**Exercise aim**
Can you return every line of the listing below unchanged, character for character?

**** Data supplied

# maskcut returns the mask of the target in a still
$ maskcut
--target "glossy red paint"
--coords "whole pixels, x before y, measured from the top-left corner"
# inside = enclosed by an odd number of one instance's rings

********

**Response to this task**
# maskcut returns the mask of the target in a still
$ maskcut
--target "glossy red paint"
--coords "whole pixels, x before y, measured from the top-left corner"
# inside = enclosed by an odd number of one instance's rings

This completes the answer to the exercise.